• Prompt
Repeat the listing in full, word for word.

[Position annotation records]
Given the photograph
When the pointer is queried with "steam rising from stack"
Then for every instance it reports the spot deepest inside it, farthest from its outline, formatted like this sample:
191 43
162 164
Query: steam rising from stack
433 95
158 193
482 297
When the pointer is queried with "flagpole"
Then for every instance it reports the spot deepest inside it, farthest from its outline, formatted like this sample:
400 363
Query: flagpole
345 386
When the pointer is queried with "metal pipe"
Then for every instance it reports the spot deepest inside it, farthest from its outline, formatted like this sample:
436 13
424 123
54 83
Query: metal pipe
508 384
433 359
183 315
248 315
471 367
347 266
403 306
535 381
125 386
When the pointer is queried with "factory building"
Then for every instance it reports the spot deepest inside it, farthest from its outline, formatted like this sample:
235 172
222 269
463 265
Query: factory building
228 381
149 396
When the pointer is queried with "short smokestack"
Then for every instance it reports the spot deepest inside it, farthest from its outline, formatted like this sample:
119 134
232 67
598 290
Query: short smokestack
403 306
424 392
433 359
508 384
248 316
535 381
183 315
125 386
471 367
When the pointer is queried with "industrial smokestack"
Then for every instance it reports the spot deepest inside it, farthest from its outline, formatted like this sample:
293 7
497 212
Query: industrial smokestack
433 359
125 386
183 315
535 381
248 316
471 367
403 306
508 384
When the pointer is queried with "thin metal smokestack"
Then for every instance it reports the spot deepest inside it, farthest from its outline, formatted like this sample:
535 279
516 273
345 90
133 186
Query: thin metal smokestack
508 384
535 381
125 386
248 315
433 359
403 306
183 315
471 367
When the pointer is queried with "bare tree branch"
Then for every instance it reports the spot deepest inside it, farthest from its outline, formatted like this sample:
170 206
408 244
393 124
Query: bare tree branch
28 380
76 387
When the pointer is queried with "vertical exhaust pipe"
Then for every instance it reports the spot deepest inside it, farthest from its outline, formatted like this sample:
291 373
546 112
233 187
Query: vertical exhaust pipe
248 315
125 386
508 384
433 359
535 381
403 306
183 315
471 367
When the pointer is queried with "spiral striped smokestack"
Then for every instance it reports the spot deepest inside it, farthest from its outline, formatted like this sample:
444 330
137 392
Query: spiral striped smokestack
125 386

• Problem solution
Given the photograph
When the pointer is queried with "steam rising from stack"
Then for every instance it reports the spot deepest inside it, farthest from its outline, formatted like this sample:
191 43
162 164
Query: steam rising from stack
433 95
158 193
482 297
When the pointer is queried with "flagpole"
Then for every instance it reports the spot deepest inside it, farthest from its outline, formatted like this sample:
400 363
Query: flagpole
345 386
When the pointer is queried with "metal pipe"
Then for every instance it reports the spot deepest inside it, farthest from its outline, formatted like this sample:
436 13
424 123
54 83
Query: metal pipe
508 384
433 359
183 315
248 315
471 367
347 266
403 306
535 381
125 386
When the pointer is queried with "factory building"
Then for every instance it reports the spot deepest inside it, farthest from its outline, formatted like this sample:
235 172
222 269
463 265
Query: factory building
228 381
149 396
When the pointer is queried with "short smokestack"
Then for every instance it reports the spot deepest inside it, farthest from its outline, formatted like this sample:
119 134
232 67
598 290
Query: short smokestack
403 306
424 392
433 359
508 384
248 316
535 381
183 315
125 386
471 367
When the pointer is queried with "industrial smokestack"
Then for every instance it reports the spot deepest inside it, farthest from its outline, formatted like this sample:
293 7
497 212
Query: industrial smokestack
433 359
125 386
183 315
535 381
248 316
471 367
403 306
508 384
When the pointer is queried with "thin metal smokestack"
Then for every instance it reports the spot deepest inside it, farthest from its outline, formatted like this sample:
535 279
516 273
345 90
133 186
Query: thin metal smokestack
508 384
535 381
125 386
248 315
433 359
403 306
183 315
471 367
When the pointer is queried with "bare tree branch"
Then for every instance it reports the spot deepest inside it, farthest from its outline, formatted like this sample:
170 206
408 244
393 124
Query: bare tree branch
28 380
76 387
When the pointer is queried with "vertical exhaust pipe"
Then for every instance it reports the spot deepest inside it, farthest from its outline, formatted like this sample:
291 373
546 112
233 187
Query: vertical exhaust pipe
248 315
125 386
508 384
433 359
535 381
403 306
183 315
471 367
When the pointer is queried with "spiral striped smokestack"
Then for every instance it reports the spot deepest inside it, farthest from its outline, formatted like this sample:
444 330
137 392
Query: spiral striped smokestack
125 386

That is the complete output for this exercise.